**DATA SECTION**

####################

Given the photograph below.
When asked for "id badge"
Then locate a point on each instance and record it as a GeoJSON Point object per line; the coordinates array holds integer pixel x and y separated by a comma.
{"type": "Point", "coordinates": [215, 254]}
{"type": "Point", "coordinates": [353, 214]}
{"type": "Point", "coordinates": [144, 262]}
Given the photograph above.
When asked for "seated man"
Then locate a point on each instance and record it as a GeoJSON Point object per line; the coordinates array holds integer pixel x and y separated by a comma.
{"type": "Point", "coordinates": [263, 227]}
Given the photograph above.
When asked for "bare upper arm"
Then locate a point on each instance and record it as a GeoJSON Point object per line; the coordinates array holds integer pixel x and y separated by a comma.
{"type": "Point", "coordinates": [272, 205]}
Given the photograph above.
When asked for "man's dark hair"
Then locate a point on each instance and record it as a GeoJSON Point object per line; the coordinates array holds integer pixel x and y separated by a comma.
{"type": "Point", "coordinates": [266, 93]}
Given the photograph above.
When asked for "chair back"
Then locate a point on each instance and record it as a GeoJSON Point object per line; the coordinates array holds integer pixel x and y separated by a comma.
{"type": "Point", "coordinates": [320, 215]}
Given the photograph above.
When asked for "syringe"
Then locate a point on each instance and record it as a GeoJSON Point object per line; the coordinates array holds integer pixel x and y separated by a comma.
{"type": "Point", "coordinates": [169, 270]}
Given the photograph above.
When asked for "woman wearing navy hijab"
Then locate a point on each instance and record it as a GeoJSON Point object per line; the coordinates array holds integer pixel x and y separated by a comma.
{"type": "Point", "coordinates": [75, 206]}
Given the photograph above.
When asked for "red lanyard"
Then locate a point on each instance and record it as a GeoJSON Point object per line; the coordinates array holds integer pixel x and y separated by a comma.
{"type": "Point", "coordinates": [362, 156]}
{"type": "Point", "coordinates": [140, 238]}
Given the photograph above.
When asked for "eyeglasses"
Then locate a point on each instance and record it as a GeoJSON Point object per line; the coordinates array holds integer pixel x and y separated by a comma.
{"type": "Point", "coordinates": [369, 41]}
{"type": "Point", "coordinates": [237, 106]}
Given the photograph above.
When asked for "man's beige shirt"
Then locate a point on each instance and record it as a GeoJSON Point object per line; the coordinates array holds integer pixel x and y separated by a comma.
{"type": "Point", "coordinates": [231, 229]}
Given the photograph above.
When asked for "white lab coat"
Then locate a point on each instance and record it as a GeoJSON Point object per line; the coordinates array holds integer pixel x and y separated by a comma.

####################

**DIRECTIONS**
Set down all of the data above, word for word.

**ANSWER AREA**
Given the photograph below.
When asked for "id badge"
Then locate a point on each instance and record it as a GeoJSON Point object per line; the coordinates array holds integer pixel x and y separated by a comma.
{"type": "Point", "coordinates": [215, 254]}
{"type": "Point", "coordinates": [353, 214]}
{"type": "Point", "coordinates": [144, 262]}
Given the photograph above.
When asked for "seated man"
Then locate a point on each instance and record it as a GeoJSON Point object per line; the coordinates array holds integer pixel x and y separated by a comma.
{"type": "Point", "coordinates": [263, 227]}
Given the photograph above.
When asked for "bare upper arm"
Then locate a point on each instance and record it as a GeoJSON Point object per line; the coordinates array holds integer pixel x and y separated by a comma.
{"type": "Point", "coordinates": [272, 205]}
Given the photograph above.
When asked for "man's dark hair"
Then locate a point on each instance and record it as a GeoJSON Point object per line; the coordinates array holds integer pixel x and y separated by a comma.
{"type": "Point", "coordinates": [266, 93]}
Given the photograph above.
When asked for "chair back"
Then locate a point on each instance and record it as a GeoJSON Point object per line; the coordinates array holds integer pixel x and y separated by a comma.
{"type": "Point", "coordinates": [320, 215]}
Given the photograph above.
When asked for "syringe"
Then locate a point on each instance and record it as a GeoJSON Point object per line; the coordinates array holds integer pixel x and y separated by a comma.
{"type": "Point", "coordinates": [169, 270]}
Given the photograph above.
When asked for "woman wearing navy hijab"
Then locate a point on each instance and record it as a GeoJSON Point object per line; the coordinates array holds integer pixel x and y separated by a comma.
{"type": "Point", "coordinates": [75, 206]}
Given the photograph above.
When asked for "red lanyard"
Then locate a point on each instance and record it as a GeoJSON Point object per line; the coordinates array holds integer pixel x and y separated by a comma.
{"type": "Point", "coordinates": [362, 156]}
{"type": "Point", "coordinates": [140, 238]}
Given the photograph above.
When asked for "eyeglasses"
Then locate a point on each instance and record it as a GeoJSON Point object per line; the coordinates array holds integer pixel x and y separated by a comma.
{"type": "Point", "coordinates": [369, 41]}
{"type": "Point", "coordinates": [237, 106]}
Given the photograph above.
When asked for "man's beige shirt"
Then locate a point on each instance and record it as a GeoJSON Point object per line; the coordinates array holds integer pixel x and y separated by a comma.
{"type": "Point", "coordinates": [231, 229]}
Given the photograph above.
When asked for "white lab coat"
Then locate a point on each instance and record it as a GeoJSON Point object per line; the coordinates array holds integer pixel x and y separated by a comma.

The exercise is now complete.